— Start Records supplied —

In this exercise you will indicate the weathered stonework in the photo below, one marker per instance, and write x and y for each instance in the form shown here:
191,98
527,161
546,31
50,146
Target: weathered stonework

— End Records supplied —

--- Goal of the exercise ---
Write out the listing above once more, keeping every line unchanged.

--- Problem solution ---
In this exercise you will indicate the weathered stonework in the photo below, one marker per instance, and write x and y for each instance in the form shown here:
191,98
527,161
546,31
50,146
Target: weathered stonework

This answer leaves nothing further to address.